> [EXTRACTED INFORMATION]

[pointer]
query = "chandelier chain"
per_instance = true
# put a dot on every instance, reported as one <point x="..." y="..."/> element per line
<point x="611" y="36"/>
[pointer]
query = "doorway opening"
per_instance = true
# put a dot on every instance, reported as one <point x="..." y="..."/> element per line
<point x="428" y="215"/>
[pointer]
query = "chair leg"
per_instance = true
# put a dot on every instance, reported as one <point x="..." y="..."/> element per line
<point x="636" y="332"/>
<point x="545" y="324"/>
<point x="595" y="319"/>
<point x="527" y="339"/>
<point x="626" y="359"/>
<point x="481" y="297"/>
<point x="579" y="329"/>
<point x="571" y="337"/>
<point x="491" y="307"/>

> [YOUR GOAL]
Copy the material above word for word, every line included.

> [RESPONSE FOR THIS EXERCISE]
[pointer]
query = "chandelier chain"
per_instance = true
# put a dot on every instance, reported as one <point x="..." y="..."/> element per line
<point x="611" y="36"/>
[pointer]
query = "doorway opening"
per_instance = true
# put a dot on every instance, reported as one <point x="..." y="..."/> element per line
<point x="428" y="215"/>
[pointer]
query = "chair leg"
per_instance = true
# put a dot on every instance, reported as one <point x="..." y="..."/> element per line
<point x="636" y="332"/>
<point x="545" y="324"/>
<point x="595" y="319"/>
<point x="527" y="339"/>
<point x="626" y="359"/>
<point x="481" y="297"/>
<point x="579" y="329"/>
<point x="571" y="337"/>
<point x="491" y="307"/>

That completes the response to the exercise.